Data for review: Begin

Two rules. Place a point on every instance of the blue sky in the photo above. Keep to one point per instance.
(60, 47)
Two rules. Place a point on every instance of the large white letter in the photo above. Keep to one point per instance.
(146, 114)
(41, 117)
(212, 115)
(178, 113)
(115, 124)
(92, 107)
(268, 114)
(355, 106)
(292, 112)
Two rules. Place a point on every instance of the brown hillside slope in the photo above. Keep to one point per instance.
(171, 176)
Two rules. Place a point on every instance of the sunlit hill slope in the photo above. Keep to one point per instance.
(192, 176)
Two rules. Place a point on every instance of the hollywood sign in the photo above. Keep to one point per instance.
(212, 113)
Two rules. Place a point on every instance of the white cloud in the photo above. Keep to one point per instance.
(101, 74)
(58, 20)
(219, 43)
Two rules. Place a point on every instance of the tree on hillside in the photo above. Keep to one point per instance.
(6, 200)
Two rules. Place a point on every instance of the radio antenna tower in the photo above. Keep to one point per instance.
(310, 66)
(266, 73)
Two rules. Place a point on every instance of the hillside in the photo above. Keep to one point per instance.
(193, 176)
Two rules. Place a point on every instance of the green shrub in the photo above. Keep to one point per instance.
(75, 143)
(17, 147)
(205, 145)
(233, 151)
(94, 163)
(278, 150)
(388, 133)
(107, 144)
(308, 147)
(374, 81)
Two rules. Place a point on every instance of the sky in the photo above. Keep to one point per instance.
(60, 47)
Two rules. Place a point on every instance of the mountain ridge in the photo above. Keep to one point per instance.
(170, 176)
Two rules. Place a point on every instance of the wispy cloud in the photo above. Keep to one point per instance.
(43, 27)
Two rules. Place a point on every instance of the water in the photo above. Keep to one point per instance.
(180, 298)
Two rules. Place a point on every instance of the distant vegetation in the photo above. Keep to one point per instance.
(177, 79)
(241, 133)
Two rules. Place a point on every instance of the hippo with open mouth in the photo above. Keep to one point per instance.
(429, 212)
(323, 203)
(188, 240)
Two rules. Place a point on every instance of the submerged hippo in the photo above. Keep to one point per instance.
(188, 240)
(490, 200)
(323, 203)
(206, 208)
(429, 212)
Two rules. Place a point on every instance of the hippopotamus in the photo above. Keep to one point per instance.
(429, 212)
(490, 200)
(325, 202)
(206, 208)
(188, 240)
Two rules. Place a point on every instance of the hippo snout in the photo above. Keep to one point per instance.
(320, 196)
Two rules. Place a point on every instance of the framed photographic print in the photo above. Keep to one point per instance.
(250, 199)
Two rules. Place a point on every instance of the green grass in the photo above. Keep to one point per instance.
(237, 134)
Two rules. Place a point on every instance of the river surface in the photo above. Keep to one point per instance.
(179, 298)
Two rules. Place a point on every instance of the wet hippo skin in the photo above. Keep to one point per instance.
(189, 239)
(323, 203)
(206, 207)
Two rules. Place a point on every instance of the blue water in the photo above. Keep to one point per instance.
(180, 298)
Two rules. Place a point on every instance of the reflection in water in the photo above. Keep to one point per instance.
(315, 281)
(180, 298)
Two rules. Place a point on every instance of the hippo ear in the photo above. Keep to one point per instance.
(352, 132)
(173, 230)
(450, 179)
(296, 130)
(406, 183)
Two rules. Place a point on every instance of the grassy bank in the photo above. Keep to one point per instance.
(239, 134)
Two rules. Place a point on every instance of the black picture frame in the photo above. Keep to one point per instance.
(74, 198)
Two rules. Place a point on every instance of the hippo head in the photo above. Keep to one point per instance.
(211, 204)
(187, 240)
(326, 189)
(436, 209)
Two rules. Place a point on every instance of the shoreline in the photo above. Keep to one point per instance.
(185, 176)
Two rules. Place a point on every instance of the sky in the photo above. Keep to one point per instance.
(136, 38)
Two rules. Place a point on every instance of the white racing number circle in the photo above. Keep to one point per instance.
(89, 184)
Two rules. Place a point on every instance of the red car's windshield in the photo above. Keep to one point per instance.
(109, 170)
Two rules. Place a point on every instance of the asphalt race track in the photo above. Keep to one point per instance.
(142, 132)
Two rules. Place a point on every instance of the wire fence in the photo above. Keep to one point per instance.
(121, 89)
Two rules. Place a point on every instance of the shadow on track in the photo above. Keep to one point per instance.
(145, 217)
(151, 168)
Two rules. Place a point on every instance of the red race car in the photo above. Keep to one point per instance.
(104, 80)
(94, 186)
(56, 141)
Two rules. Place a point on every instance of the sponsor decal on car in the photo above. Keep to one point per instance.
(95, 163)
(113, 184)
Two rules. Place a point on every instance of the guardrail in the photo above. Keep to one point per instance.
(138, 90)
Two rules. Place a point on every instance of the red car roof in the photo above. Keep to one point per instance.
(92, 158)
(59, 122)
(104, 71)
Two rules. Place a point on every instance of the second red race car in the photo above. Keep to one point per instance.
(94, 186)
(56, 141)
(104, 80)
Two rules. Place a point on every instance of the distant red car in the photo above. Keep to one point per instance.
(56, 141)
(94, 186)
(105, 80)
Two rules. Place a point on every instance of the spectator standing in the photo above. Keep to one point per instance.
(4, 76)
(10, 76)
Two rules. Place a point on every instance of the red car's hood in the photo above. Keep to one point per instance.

Data for review: End
Data for review: Begin

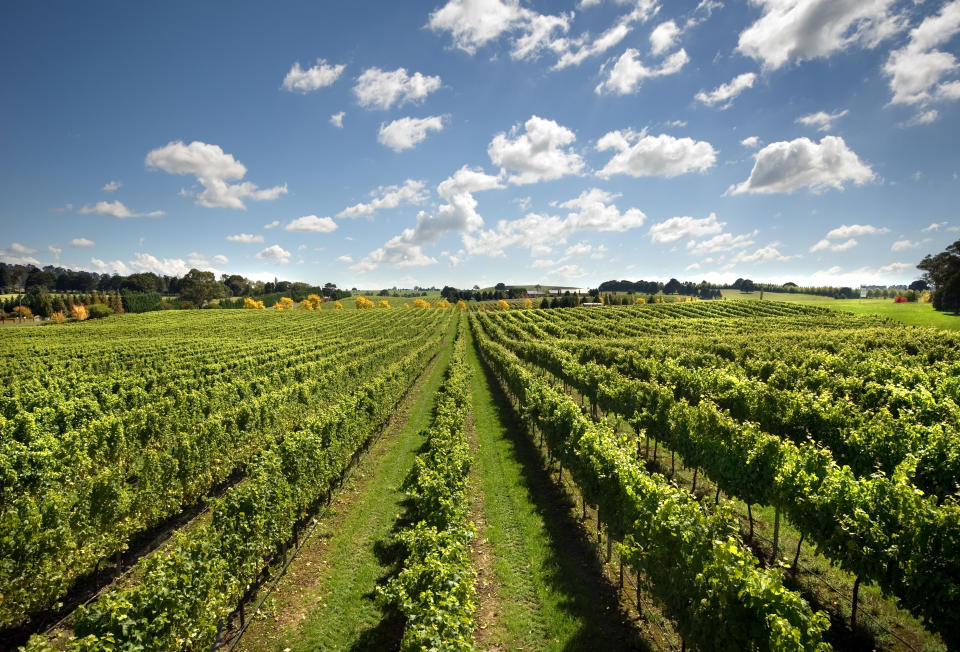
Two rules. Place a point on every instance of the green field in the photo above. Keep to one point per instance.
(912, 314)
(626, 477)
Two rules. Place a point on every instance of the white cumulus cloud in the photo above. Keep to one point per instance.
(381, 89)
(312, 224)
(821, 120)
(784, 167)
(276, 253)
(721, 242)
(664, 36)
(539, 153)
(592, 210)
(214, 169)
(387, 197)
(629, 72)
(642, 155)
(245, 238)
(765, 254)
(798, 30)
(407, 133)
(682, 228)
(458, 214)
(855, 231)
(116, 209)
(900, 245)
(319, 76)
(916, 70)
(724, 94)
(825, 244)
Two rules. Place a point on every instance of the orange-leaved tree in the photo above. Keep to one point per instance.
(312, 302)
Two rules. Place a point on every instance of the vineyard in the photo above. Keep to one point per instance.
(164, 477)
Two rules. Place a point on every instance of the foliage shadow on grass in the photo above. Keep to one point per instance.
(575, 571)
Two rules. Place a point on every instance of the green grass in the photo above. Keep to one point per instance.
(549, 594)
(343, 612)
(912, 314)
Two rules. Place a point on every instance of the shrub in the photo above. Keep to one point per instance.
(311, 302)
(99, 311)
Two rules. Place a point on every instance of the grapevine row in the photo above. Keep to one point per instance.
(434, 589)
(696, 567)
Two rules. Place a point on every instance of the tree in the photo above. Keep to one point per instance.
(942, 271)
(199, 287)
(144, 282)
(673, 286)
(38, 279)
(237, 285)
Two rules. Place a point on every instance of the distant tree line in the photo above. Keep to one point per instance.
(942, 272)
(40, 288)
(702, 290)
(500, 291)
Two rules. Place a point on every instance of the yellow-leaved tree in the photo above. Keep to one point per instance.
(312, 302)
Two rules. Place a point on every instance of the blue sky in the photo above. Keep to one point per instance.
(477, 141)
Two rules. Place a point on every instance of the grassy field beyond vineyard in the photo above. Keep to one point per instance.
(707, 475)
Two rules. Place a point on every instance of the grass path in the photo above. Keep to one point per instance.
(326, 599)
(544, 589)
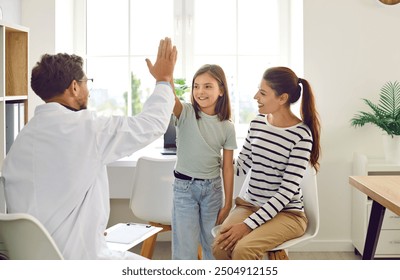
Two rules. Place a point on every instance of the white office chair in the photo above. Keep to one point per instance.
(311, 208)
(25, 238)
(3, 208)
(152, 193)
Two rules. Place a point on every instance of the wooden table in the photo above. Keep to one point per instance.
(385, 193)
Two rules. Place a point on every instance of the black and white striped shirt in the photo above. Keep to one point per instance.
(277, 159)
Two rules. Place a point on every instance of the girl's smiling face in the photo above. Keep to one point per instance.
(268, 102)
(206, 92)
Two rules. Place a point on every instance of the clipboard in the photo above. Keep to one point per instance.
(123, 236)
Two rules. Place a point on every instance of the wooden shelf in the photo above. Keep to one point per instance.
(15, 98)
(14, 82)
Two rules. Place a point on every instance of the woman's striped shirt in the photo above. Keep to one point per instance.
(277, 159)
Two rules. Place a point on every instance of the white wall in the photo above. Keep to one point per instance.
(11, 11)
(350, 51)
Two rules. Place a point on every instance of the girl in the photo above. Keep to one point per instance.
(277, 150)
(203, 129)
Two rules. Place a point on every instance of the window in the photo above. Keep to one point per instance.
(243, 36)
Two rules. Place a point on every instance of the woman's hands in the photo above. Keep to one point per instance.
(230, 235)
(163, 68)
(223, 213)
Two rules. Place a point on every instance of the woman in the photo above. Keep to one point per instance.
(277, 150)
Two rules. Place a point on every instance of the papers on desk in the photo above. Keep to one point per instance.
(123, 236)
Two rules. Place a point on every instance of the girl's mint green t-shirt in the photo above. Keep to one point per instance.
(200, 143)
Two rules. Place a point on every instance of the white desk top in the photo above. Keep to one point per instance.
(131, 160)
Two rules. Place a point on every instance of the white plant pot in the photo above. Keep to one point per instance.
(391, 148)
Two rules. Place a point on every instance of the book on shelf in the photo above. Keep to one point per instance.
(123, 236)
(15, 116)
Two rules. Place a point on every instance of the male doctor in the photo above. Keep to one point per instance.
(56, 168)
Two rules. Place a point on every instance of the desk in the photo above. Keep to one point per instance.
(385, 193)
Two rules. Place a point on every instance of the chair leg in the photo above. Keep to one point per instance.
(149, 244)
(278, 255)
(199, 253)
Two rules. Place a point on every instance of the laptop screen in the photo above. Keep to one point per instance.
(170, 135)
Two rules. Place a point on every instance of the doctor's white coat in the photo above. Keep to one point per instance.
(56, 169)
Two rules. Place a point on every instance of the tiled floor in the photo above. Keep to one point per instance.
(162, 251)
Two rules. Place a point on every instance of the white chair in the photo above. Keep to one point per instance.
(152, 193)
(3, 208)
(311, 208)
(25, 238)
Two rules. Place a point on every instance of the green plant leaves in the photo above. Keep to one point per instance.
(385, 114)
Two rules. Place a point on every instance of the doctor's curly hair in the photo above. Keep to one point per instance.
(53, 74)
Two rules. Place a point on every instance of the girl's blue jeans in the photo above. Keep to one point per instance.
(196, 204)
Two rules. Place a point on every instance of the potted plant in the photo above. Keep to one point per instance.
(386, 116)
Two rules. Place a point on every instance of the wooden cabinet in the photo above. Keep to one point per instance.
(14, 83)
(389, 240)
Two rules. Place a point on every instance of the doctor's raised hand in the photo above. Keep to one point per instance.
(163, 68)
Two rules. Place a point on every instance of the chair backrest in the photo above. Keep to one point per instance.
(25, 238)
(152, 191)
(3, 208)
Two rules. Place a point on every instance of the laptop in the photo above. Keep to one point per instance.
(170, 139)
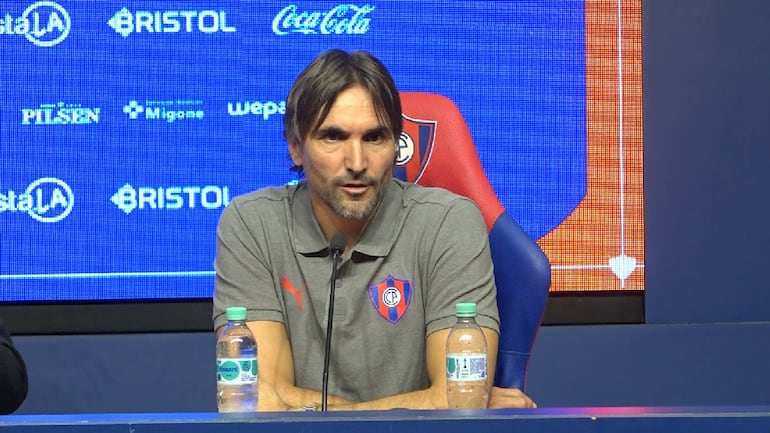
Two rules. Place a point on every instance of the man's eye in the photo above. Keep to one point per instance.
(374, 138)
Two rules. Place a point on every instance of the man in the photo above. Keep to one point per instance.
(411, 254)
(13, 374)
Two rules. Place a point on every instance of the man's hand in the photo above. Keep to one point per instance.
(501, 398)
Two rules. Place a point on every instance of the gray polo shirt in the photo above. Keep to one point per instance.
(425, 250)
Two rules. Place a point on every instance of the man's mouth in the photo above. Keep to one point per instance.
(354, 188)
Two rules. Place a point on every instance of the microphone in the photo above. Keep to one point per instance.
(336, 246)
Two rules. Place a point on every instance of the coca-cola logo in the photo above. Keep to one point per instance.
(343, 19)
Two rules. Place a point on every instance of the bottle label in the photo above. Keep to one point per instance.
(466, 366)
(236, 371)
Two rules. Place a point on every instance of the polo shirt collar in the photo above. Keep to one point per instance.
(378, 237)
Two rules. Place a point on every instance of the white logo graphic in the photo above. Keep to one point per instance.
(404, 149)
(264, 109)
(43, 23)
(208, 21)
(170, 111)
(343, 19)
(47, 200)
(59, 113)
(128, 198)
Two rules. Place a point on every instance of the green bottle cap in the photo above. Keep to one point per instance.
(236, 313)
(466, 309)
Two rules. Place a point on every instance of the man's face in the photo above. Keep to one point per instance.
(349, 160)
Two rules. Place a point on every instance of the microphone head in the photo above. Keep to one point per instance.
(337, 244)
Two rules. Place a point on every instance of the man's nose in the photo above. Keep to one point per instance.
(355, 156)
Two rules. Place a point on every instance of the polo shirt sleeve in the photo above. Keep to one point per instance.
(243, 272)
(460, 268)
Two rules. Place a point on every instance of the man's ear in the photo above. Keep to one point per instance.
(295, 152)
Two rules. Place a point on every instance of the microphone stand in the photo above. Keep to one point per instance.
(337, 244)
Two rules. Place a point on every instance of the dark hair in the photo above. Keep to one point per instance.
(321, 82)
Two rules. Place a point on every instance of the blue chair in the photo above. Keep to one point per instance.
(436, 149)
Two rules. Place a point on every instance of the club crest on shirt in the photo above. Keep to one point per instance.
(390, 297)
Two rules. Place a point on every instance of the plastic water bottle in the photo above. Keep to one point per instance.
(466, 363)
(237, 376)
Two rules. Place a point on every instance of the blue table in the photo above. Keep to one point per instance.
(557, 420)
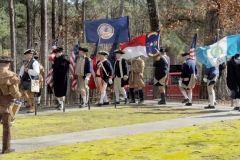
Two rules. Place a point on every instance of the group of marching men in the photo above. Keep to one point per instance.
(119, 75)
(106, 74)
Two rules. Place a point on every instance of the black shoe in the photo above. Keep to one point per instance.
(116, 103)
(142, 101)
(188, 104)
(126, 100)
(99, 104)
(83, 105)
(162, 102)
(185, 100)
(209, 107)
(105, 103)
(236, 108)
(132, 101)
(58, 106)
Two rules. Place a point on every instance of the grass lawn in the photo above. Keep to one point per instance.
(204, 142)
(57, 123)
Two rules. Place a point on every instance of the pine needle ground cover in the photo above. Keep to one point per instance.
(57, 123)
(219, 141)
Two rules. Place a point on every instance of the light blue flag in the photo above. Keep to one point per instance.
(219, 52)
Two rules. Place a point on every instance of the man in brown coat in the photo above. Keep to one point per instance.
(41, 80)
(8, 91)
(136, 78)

Data for review: End
Data for review: Begin

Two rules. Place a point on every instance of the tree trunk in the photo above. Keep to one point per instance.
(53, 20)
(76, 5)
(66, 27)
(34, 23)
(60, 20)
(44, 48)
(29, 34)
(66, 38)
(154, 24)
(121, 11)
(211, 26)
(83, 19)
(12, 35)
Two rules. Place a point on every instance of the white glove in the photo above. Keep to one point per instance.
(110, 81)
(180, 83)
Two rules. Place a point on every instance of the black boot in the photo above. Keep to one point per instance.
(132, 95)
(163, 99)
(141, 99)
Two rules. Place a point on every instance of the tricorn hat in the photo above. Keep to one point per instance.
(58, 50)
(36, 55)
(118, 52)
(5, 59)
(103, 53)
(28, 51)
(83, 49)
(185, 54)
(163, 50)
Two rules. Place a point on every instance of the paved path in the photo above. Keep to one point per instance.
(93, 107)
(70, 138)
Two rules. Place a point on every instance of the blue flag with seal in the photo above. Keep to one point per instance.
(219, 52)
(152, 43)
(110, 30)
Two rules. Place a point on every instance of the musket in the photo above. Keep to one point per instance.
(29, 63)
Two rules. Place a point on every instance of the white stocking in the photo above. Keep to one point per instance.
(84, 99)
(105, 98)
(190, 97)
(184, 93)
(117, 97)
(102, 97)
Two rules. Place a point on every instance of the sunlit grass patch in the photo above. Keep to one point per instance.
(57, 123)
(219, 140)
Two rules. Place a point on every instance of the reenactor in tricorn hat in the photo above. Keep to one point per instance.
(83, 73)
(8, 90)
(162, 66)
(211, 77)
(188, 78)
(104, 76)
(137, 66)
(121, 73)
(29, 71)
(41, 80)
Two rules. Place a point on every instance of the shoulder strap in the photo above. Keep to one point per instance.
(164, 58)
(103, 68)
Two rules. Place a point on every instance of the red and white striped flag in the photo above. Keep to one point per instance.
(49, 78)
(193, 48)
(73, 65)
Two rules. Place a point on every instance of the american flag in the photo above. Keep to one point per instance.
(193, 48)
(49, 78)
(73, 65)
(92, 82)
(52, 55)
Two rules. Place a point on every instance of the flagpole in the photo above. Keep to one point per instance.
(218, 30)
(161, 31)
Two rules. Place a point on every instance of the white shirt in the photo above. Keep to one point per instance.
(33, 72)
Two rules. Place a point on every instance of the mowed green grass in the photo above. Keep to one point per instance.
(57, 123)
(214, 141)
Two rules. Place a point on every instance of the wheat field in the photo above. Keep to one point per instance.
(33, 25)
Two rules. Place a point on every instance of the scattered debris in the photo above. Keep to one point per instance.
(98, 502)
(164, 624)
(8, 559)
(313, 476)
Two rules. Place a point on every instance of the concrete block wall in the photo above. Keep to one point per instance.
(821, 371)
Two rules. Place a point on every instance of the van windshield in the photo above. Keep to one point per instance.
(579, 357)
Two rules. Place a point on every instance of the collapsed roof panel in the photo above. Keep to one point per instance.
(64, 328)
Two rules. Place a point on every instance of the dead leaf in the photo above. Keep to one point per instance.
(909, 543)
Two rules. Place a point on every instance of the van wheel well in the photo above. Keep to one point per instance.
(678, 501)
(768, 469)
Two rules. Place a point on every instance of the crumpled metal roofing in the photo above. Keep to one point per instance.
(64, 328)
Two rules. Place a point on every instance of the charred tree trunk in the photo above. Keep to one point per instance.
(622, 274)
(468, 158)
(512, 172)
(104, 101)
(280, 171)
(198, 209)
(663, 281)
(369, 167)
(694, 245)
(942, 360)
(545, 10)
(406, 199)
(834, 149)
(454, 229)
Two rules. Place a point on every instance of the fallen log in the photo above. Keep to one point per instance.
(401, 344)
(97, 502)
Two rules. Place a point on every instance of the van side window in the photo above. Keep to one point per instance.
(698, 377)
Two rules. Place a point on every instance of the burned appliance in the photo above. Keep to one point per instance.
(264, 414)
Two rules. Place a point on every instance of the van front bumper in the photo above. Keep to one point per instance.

Data for review: End

Only one stretch of the entries above is wanted: the lines from the one containing "the van wheel" through the one containing "the van front". Please reproduce it exactly.

Your solution -
Two rules. Place a point on every instance of the van wheel well in the photo above. Keep to one point per instance.
(678, 501)
(768, 469)
Two rules. Place a point on every instance of the crumpled metal roofing in the photo above. Keep to one point per instance.
(64, 328)
Two rules. Place a point on every instance of the charred tree trunk in the photo above. Keep to one point per instance.
(622, 274)
(468, 158)
(512, 172)
(104, 101)
(280, 171)
(198, 209)
(663, 281)
(369, 167)
(694, 245)
(942, 360)
(545, 10)
(406, 199)
(834, 149)
(454, 229)
Two rules. Place a point on every instance of the fallen log in the photo above. Keep to one point per instance.
(401, 344)
(97, 502)
Two rules. Place a point on every instance of the van side window in the photo above. Keep to one point per instance.
(698, 377)
Two rules. Place a point on every instance of the burned appliance in the photo above. Keep to one point per instance.
(264, 414)
Two rules. Place a point on every instance of the van front bumper in the photo above. Keep to one point per instance.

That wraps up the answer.